Start of Raw data

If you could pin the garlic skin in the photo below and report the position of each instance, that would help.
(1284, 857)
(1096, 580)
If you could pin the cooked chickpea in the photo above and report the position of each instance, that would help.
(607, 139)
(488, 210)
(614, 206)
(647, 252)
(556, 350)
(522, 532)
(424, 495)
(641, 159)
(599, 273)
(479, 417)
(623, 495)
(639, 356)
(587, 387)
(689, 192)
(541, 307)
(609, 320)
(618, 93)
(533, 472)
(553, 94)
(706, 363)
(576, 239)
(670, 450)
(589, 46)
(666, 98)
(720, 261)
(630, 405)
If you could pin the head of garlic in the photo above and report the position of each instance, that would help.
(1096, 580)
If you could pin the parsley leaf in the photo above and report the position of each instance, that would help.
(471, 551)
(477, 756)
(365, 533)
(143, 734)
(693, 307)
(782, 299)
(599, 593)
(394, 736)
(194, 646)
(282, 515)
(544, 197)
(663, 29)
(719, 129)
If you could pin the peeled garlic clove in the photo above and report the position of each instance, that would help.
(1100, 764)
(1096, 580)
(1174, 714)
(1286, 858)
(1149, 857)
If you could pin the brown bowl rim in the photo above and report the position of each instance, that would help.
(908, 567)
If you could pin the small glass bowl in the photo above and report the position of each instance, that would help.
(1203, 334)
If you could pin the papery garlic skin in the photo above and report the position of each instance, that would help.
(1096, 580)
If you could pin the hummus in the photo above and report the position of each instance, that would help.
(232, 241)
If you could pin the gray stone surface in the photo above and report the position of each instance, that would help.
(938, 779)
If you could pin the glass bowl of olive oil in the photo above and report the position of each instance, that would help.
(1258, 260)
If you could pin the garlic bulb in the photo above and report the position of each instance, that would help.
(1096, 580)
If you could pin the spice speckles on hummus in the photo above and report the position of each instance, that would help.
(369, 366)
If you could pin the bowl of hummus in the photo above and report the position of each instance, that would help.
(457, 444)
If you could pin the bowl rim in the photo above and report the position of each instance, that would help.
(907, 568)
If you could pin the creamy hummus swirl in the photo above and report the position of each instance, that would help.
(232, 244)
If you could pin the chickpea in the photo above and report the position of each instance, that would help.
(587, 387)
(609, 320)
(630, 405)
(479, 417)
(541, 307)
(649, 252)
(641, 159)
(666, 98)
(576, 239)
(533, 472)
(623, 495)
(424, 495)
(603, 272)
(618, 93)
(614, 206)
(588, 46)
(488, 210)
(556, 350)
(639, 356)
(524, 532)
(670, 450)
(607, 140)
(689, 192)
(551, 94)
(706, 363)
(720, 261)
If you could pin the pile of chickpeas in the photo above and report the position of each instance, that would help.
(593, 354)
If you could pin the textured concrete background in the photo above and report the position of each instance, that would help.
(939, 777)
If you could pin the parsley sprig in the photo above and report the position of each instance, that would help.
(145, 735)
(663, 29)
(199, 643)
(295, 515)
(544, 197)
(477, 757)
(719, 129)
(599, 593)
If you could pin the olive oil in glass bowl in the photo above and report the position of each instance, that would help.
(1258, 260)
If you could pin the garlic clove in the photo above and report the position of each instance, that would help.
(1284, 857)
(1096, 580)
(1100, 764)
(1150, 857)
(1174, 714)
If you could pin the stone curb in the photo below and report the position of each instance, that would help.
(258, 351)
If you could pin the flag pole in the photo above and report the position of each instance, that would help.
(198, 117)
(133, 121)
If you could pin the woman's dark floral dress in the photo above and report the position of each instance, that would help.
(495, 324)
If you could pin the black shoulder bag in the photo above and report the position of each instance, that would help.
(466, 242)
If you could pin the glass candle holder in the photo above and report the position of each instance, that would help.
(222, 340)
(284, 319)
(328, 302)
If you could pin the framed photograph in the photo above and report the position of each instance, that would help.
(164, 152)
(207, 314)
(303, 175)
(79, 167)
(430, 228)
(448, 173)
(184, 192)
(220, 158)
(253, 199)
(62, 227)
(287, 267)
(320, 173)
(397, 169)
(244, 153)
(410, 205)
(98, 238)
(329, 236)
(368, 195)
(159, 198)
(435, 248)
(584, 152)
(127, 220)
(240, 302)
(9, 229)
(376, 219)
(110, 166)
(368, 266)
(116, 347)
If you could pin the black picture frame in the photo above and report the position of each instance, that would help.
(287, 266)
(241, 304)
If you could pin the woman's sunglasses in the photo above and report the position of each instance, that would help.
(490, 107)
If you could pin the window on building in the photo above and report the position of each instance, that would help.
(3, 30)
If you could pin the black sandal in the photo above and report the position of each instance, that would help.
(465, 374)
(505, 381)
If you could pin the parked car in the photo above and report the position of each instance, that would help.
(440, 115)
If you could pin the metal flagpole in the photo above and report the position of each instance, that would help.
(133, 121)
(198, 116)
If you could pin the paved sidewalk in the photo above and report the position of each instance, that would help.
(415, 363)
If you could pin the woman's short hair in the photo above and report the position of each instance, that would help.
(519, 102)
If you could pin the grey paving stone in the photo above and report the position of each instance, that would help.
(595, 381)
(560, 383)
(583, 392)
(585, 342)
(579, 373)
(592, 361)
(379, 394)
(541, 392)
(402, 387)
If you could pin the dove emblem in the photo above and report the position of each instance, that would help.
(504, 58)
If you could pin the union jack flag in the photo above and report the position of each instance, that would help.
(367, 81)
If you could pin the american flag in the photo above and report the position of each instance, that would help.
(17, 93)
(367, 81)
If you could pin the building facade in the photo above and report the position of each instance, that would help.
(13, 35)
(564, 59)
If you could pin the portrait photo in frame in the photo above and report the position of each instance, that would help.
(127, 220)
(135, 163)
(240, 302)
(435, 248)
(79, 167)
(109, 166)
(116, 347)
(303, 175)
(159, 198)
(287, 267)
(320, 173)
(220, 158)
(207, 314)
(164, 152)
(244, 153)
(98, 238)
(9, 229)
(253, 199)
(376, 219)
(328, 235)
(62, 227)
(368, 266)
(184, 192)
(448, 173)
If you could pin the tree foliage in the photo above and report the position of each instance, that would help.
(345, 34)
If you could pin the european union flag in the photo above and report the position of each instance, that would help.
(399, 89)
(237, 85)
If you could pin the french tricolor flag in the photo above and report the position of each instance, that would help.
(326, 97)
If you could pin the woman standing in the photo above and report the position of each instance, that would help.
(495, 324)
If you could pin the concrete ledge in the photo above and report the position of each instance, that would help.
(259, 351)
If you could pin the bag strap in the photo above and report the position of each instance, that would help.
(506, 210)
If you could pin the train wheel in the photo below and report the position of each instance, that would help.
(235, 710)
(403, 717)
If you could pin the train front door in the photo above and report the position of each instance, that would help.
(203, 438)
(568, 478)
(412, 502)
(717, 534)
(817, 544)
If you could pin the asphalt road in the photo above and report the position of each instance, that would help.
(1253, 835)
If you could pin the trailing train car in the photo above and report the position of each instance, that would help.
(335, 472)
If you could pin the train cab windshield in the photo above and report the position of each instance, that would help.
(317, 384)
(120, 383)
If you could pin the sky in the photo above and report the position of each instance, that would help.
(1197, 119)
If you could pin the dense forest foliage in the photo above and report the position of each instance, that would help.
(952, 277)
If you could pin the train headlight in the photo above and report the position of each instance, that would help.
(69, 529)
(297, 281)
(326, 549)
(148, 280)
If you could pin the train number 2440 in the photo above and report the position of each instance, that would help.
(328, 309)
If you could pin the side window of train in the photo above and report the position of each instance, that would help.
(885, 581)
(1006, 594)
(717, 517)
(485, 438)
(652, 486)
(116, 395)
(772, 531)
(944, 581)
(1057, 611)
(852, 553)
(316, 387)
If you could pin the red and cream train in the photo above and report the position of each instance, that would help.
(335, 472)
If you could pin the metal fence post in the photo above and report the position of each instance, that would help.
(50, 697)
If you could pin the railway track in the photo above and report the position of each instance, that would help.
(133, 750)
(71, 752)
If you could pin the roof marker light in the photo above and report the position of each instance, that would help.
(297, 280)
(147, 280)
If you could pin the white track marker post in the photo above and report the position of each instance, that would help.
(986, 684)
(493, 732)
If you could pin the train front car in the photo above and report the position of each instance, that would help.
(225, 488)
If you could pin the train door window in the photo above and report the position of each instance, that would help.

End of Raw data

▶ _Do this_:
Reproduce exactly the line that holds "If you could pin the red", then every line after it, ending with the final line of the records above.

▶ _Task response_:
If you could pin the red and cream train in the photo above and report the position of each instance, that would help.
(335, 472)
If you could pin the metal fence post in the photo above and report the position of each instance, that would help.
(50, 697)
If you could pin the railway track in the photo above and report the position of each instance, that would help.
(133, 750)
(71, 752)
If you could pin the roof marker light in the photo above and report the position of each instance, that would help.
(297, 280)
(147, 280)
If you could pin the white track marker post in the photo above and report the position of each instance, that would help.
(986, 684)
(493, 732)
If you could pin the train front car in the photo above and report the position of each instance, that would help.
(225, 488)
If you could pin the train door window in the photo above and report the position of each instance, that would help.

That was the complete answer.